▸ **EXERCISE GOAL**
Can you turn the lines below into a numbered list, skipping any blank lines?

↓

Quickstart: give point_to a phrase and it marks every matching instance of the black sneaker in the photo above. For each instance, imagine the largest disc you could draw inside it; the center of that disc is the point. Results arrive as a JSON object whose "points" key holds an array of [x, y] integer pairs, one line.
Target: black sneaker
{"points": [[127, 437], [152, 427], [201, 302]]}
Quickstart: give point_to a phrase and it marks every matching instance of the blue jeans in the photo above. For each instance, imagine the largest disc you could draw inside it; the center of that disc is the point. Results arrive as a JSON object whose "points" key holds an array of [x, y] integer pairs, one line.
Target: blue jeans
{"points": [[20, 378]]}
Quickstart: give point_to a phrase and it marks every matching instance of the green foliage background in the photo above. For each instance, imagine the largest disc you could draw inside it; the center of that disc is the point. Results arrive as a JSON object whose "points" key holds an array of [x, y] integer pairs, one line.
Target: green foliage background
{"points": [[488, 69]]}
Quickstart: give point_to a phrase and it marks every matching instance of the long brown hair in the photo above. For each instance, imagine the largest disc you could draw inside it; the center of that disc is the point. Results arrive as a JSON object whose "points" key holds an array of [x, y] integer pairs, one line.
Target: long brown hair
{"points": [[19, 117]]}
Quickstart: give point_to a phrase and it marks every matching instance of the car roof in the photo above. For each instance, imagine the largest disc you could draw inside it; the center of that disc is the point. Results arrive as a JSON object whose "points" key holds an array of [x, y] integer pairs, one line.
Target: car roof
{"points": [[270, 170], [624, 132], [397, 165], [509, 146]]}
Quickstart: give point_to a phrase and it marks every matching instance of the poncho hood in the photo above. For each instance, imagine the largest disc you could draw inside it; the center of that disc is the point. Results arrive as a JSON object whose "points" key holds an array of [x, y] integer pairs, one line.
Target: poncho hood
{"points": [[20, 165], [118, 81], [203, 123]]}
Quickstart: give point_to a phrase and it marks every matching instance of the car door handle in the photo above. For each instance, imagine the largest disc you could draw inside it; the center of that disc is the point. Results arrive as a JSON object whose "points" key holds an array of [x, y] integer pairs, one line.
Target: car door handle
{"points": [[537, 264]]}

↑

▸ **RESULT**
1. Quickstart: give point_to a phrase and it marks every matching instance of the black sneaker in the photo above. For each instance, imagine the largest disc you could draw inside it; the center of that disc is the point. Results arrive as a JSON object whose "points" key holds an array of [x, y] integer pairs, one line.
2. Target: black sneaker
3. {"points": [[127, 437], [152, 427], [201, 302]]}
4. Quickstart: give point_to a phrase and it marks every matching instance of the blue jeans in the photo above. For each instance, imagine the largest disc you could draw inside it; the center of that disc is the point. Results arrive as a JSON object whose "points" key holds an array of [x, y] integer pairs, one line.
5. Target: blue jeans
6. {"points": [[20, 378]]}
7. Quickstart: give point_to a phrase and it marks every matching instance of the green foliage background in the photo above. For each instance, imagine the largest disc you could draw inside it; the center of that disc is the point. Results arrive as a JSON object whose "points" key holds an array of [x, y] integer pairs, one line.
8. Target: green foliage background
9. {"points": [[488, 69]]}
10. Quickstart: give point_to a phrase and it marks every matching instance of the long brown hair in the photo above. For each instance, imagine the largest disc you could draw inside it; the center of that disc is the point. Results arrive as a JSON object whose "points" key holds an array of [x, y] integer pairs, one line.
11. Target: long brown hair
12. {"points": [[19, 117]]}
13. Quickstart: give point_to a phrase and it marks every matching instance of the car roof in the photo above. For each instance, imagine the largest disc you could draw inside it; the center of that disc is the point. Results arrive as a JSON object whose "points" key holds an array of [x, y] integer pairs, one line.
14. Target: car roof
15. {"points": [[270, 170], [624, 132], [397, 165], [509, 146]]}
16. Quickstart: give point_to a phrase and it marks every matching instance of the poncho hood in the photo above. For each instance, imagine the largest disc you could draw inside it; the center of that disc is the point. Results arrive as a JSON object whose "points" key holds an array of [x, y] integer pairs, one line.
17. Target: poncho hood
18. {"points": [[20, 165], [118, 81], [203, 123]]}
19. Quickstart: give point_to a phrase and it marks every matching instance of the car door handle in the photo above. For each instance, imagine the largest disc you could draw inside it; the center of that disc is the point. Results arrive as a JSON object whose "points" key holds an array of [x, y] integer pairs, one line.
20. Target: car door handle
21. {"points": [[537, 264]]}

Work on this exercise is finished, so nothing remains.